- Source passage:
-*-

For many years I have chased the elusive perfect sourdough bread recipe. I remember my first attempt back in 2000, visiting a homeschool friend with the children. Her family had moved over from Sweden and she had quite an alternative lifestyle, and I'd never met anyone like her before. Apart from the children always barefoot, their beds made out of trees her husband had felled from their backyard, a swing in the bedroom made from more trees, completely 'unstructured unschooling', and all her shelves full of alternative medicines, tinctures and salves etc, she could do the most amazing things with sourdough.
We had not long begun homeschooling our 6 and 7yo children, having previously homeschooled Kezzie for a year in high school, and were still in the workbook mindset (though we soon switched to Charlotte Mason and never looked back) when we met this family, and it was through the mum, who became a really good friend, that my interest in natural health began, most noticeably at first with the everyday food choices we made.
For a few years I made my sourdough, lentil patties, and hummus, exactly the same way my friend taught me, and we juiced every single day, but then we moved away to another state in January 2003, and I soon began playing around with different recipes and ideas.

-*-

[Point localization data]
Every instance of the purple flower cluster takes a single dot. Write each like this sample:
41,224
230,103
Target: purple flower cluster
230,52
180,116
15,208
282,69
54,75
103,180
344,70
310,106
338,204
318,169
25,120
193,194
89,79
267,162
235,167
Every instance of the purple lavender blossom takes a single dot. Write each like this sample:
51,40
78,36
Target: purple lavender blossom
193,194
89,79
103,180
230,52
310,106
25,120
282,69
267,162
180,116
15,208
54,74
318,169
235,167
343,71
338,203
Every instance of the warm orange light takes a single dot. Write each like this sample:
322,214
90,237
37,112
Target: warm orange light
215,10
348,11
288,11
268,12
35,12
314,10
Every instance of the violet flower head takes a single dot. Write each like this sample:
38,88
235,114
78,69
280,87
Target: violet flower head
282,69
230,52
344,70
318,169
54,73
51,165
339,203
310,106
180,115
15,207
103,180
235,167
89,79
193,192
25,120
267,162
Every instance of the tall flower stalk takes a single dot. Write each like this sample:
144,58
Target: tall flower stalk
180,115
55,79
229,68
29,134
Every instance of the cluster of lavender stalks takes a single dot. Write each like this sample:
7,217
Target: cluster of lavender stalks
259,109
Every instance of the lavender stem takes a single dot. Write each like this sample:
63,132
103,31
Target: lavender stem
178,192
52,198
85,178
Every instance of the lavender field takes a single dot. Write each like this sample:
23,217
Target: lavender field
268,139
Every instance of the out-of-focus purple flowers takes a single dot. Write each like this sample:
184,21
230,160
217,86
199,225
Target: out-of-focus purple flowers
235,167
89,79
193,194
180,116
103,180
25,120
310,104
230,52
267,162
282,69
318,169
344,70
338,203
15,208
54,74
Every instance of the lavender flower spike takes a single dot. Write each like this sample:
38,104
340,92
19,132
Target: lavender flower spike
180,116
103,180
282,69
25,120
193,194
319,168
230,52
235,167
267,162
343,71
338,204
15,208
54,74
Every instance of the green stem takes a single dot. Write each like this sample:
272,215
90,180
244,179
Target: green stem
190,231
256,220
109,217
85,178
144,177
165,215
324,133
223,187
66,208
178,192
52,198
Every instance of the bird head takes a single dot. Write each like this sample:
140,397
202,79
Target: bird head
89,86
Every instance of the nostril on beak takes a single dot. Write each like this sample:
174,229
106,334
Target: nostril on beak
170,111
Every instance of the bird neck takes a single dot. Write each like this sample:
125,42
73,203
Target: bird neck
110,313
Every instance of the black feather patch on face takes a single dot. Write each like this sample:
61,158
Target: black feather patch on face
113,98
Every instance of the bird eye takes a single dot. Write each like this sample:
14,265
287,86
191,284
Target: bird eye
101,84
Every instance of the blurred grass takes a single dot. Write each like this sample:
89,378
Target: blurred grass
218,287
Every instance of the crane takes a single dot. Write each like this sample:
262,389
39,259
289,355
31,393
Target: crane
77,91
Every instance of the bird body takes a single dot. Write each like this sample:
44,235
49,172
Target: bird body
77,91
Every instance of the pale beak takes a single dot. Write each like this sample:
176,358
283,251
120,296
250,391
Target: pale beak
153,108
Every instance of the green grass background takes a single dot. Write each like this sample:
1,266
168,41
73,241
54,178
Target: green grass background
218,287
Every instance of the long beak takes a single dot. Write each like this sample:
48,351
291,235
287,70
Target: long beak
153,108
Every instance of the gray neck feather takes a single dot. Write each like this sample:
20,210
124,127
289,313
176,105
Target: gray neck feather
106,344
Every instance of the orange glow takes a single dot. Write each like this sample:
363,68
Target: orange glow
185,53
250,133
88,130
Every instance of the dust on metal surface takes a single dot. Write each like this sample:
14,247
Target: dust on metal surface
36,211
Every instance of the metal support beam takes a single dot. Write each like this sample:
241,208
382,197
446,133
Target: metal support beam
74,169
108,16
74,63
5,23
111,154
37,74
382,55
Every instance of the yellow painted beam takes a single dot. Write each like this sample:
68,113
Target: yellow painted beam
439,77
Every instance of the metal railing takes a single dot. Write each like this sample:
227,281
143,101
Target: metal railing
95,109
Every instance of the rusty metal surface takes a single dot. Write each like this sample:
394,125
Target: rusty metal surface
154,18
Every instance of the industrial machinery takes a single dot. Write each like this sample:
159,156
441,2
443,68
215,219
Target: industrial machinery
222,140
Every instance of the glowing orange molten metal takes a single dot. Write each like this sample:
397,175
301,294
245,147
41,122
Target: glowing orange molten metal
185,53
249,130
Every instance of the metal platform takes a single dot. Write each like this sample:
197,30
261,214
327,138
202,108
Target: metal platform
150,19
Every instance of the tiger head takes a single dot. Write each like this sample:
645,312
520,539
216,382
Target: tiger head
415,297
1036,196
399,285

-*-

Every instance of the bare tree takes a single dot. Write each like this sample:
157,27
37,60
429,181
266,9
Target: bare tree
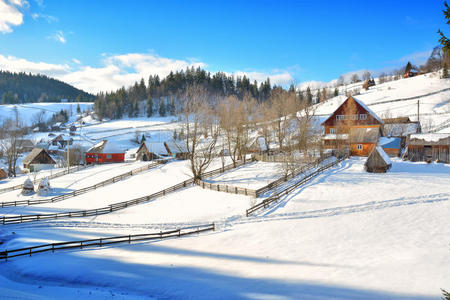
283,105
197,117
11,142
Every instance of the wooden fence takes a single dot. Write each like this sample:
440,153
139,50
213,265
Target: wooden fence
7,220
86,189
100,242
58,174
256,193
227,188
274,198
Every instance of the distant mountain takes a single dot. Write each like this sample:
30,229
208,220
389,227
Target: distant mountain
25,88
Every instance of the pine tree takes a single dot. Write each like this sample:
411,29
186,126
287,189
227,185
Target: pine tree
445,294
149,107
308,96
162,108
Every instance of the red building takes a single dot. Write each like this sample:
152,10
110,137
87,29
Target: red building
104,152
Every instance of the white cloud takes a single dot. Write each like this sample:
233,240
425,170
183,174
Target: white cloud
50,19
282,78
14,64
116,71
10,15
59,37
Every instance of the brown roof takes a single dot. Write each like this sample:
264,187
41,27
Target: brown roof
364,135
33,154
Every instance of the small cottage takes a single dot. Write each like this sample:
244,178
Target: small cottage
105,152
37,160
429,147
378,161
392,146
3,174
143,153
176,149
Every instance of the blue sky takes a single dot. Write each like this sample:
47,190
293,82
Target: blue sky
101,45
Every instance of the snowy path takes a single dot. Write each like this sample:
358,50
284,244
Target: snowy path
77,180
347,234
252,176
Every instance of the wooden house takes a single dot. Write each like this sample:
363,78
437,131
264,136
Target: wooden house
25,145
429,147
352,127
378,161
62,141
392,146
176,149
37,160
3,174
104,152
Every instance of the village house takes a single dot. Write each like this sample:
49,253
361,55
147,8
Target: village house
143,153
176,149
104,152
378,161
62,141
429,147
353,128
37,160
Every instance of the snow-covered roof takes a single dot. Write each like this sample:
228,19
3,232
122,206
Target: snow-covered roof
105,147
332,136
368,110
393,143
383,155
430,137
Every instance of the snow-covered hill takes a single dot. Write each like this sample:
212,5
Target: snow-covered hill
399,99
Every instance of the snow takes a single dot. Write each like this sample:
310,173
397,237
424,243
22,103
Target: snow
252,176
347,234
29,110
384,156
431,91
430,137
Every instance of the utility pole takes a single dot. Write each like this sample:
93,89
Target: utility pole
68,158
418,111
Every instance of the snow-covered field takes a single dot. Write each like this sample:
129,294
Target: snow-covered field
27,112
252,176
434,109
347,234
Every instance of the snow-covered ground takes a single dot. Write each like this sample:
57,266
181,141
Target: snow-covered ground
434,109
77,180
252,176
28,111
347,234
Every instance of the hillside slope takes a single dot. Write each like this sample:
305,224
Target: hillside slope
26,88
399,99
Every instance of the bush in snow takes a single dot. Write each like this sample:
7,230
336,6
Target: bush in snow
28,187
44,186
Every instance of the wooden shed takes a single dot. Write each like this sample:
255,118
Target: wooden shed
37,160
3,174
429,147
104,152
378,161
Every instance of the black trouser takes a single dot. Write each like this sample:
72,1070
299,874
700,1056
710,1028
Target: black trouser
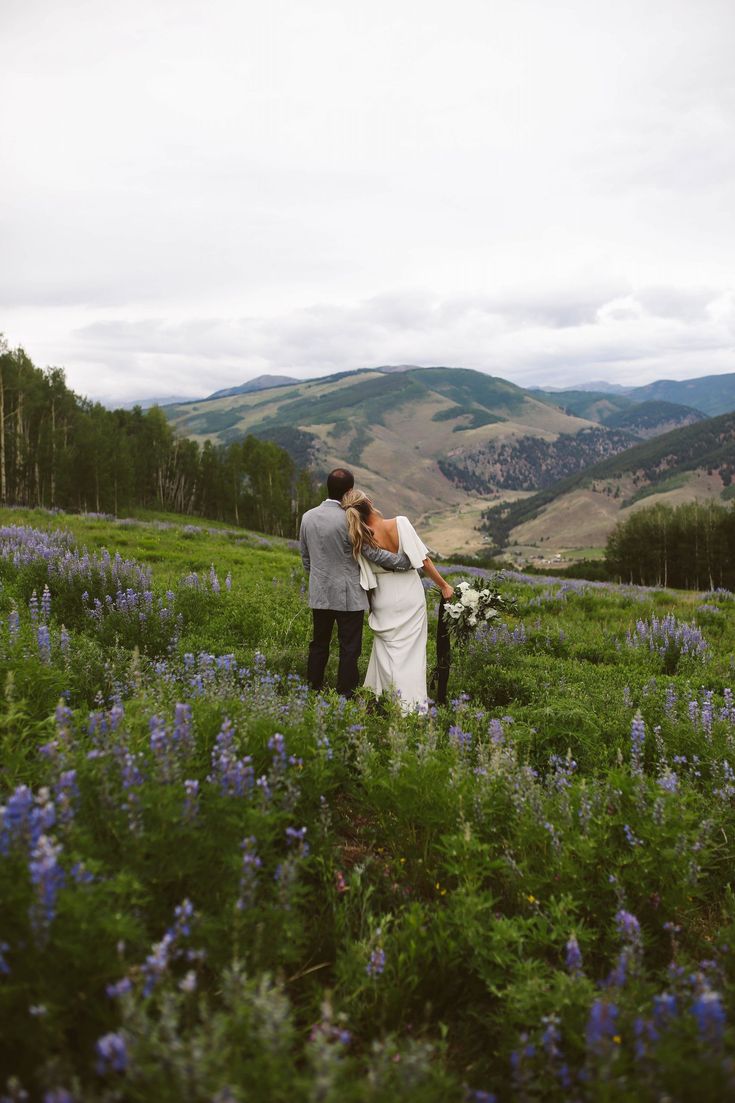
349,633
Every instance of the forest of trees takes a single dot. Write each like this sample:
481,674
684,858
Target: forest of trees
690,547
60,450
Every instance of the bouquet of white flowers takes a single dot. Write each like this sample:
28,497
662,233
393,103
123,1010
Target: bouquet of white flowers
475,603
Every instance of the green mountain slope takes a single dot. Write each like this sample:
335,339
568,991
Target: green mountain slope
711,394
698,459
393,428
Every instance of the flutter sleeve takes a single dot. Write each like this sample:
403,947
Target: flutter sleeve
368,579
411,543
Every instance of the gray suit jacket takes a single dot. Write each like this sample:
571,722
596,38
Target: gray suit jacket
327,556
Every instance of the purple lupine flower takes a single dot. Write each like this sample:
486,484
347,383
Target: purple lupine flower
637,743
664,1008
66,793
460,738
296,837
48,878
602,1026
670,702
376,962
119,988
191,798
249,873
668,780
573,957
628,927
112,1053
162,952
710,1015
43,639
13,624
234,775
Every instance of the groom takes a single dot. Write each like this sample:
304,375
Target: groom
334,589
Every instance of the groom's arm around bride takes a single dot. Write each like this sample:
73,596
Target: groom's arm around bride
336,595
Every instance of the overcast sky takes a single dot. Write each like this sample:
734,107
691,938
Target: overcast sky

-*-

- Activity A:
According to the sourdough passage, when did the family move to another state?
- Activity B:
Print the portion of the sourdough passage starting with "We had not long" and going on through "choices we made.".

- Task result A:
January 2003

- Task result B:
We had not long begun homeschooling our 6 and 7yo children, having previously homeschooled Kezzie for a year in high school, and were still in the workbook mindset (though we soon switched to Charlotte Mason and never looked back) when we met this family, and it was through the mum, who became a really good friend, that my interest in natural health began, most noticeably at first with the everyday food choices we made.